> Source material:
##########
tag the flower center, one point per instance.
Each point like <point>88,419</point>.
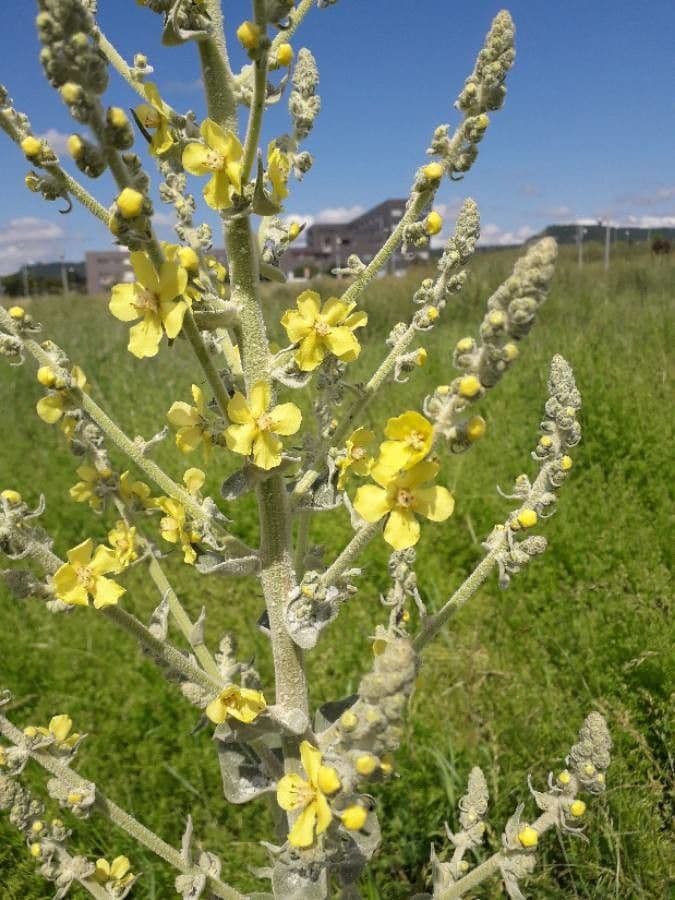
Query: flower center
<point>85,577</point>
<point>405,498</point>
<point>146,299</point>
<point>415,440</point>
<point>152,119</point>
<point>321,328</point>
<point>214,160</point>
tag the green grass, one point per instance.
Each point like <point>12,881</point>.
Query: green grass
<point>585,627</point>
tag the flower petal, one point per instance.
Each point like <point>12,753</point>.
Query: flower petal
<point>240,438</point>
<point>106,592</point>
<point>310,353</point>
<point>194,159</point>
<point>238,410</point>
<point>402,529</point>
<point>436,503</point>
<point>372,502</point>
<point>122,302</point>
<point>310,757</point>
<point>172,314</point>
<point>80,555</point>
<point>297,327</point>
<point>291,792</point>
<point>342,343</point>
<point>144,271</point>
<point>182,415</point>
<point>267,450</point>
<point>286,418</point>
<point>302,832</point>
<point>172,281</point>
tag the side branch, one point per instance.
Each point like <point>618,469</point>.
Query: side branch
<point>115,813</point>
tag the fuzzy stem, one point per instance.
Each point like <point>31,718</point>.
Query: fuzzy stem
<point>418,202</point>
<point>192,333</point>
<point>353,549</point>
<point>215,65</point>
<point>295,16</point>
<point>73,186</point>
<point>116,814</point>
<point>181,617</point>
<point>257,106</point>
<point>433,624</point>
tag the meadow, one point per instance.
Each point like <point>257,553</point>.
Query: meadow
<point>506,686</point>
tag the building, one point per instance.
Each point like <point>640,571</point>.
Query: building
<point>326,247</point>
<point>108,267</point>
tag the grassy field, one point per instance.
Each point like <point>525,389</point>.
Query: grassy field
<point>585,627</point>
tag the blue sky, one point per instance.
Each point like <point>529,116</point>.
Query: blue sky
<point>588,128</point>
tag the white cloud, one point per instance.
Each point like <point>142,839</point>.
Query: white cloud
<point>28,240</point>
<point>336,215</point>
<point>57,140</point>
<point>493,236</point>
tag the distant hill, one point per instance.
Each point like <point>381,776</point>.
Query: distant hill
<point>567,234</point>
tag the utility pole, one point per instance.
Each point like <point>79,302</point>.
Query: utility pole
<point>64,277</point>
<point>581,231</point>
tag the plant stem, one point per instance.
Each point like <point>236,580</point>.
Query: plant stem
<point>353,549</point>
<point>216,71</point>
<point>192,333</point>
<point>115,813</point>
<point>181,617</point>
<point>433,624</point>
<point>296,16</point>
<point>165,651</point>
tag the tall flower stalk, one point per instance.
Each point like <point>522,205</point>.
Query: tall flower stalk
<point>315,767</point>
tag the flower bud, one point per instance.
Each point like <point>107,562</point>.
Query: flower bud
<point>354,817</point>
<point>528,837</point>
<point>32,147</point>
<point>130,203</point>
<point>248,35</point>
<point>433,222</point>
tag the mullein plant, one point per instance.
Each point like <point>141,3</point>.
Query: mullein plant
<point>315,767</point>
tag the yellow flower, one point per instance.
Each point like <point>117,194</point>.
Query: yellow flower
<point>130,203</point>
<point>278,170</point>
<point>133,491</point>
<point>410,438</point>
<point>83,576</point>
<point>157,298</point>
<point>60,728</point>
<point>354,817</point>
<point>118,872</point>
<point>220,156</point>
<point>52,407</point>
<point>357,457</point>
<point>401,498</point>
<point>173,528</point>
<point>234,702</point>
<point>248,35</point>
<point>154,116</point>
<point>85,491</point>
<point>294,794</point>
<point>256,427</point>
<point>122,539</point>
<point>320,330</point>
<point>31,146</point>
<point>284,55</point>
<point>433,223</point>
<point>191,423</point>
##########
> Work instructions: Pictures excluded, quote all the data above exactly.

> Completed exercise:
tag the flower center, one point per instance.
Each point like <point>88,419</point>.
Query: flower center
<point>85,577</point>
<point>405,498</point>
<point>146,299</point>
<point>415,440</point>
<point>152,119</point>
<point>321,328</point>
<point>214,160</point>
tag the green grass, one point per instance.
Each point like <point>12,881</point>.
Query: green grass
<point>585,627</point>
tag the flower petal, one point per instance.
Each point like <point>12,753</point>.
Query: flower petal
<point>240,438</point>
<point>106,592</point>
<point>310,353</point>
<point>194,159</point>
<point>238,410</point>
<point>402,529</point>
<point>436,503</point>
<point>372,502</point>
<point>122,302</point>
<point>310,757</point>
<point>172,314</point>
<point>80,555</point>
<point>297,327</point>
<point>291,792</point>
<point>342,343</point>
<point>144,271</point>
<point>182,415</point>
<point>267,450</point>
<point>286,418</point>
<point>302,832</point>
<point>172,281</point>
tag the side branch, one point per instance.
Each point like <point>618,469</point>.
Query: side branch
<point>115,813</point>
tag the fuzzy stem, one point per instance.
Each point like <point>31,718</point>.
Query: fuzzy stem
<point>418,202</point>
<point>192,333</point>
<point>353,549</point>
<point>215,65</point>
<point>295,16</point>
<point>73,186</point>
<point>116,814</point>
<point>181,617</point>
<point>257,106</point>
<point>433,624</point>
tag the meadow, one point per instance.
Each point like <point>257,553</point>.
Query: meadow
<point>506,686</point>
tag the building, one point per instance.
Each point like <point>640,571</point>.
Query: building
<point>326,247</point>
<point>108,267</point>
tag the grassy field, one point per instance.
Each point like <point>525,389</point>.
Query: grassy field
<point>585,627</point>
tag the blue sky, one point per instance.
Each point like <point>529,116</point>.
Query: blue sky
<point>588,128</point>
tag the white cloud, one point per instance.
Each point like <point>142,839</point>.
Query: white cloud
<point>28,240</point>
<point>336,215</point>
<point>57,140</point>
<point>493,236</point>
tag the distant hill, one point per instance.
Each point like <point>381,776</point>.
Query: distant hill
<point>567,234</point>
tag the utility pole, one point per instance.
Each point like <point>79,302</point>.
Query: utility pole
<point>64,277</point>
<point>581,231</point>
tag the plant stem, one point per instance.
Each point like <point>236,580</point>.
Query: plant stem
<point>353,549</point>
<point>216,71</point>
<point>192,333</point>
<point>115,813</point>
<point>181,617</point>
<point>433,624</point>
<point>296,16</point>
<point>165,651</point>
tag the tall flower stalk, one point per instance.
Each point like <point>522,205</point>.
Query: tall flower stalk
<point>315,767</point>
tag the flower bud, one point per instance.
Each point like <point>107,562</point>.
Query: flower bud
<point>354,817</point>
<point>528,837</point>
<point>32,147</point>
<point>130,203</point>
<point>248,35</point>
<point>433,222</point>
tag the mullein plant, one point per instance.
Each point like <point>141,3</point>.
Query: mullein plant
<point>315,767</point>
tag the yellow flower, one point per instance.
Each point like <point>117,194</point>.
Query: yellow flower
<point>130,203</point>
<point>278,170</point>
<point>133,491</point>
<point>410,438</point>
<point>83,576</point>
<point>157,298</point>
<point>60,728</point>
<point>354,817</point>
<point>118,872</point>
<point>220,156</point>
<point>52,407</point>
<point>357,457</point>
<point>401,498</point>
<point>173,528</point>
<point>234,702</point>
<point>248,35</point>
<point>154,116</point>
<point>85,491</point>
<point>294,794</point>
<point>256,427</point>
<point>122,539</point>
<point>320,330</point>
<point>31,146</point>
<point>284,55</point>
<point>433,223</point>
<point>191,423</point>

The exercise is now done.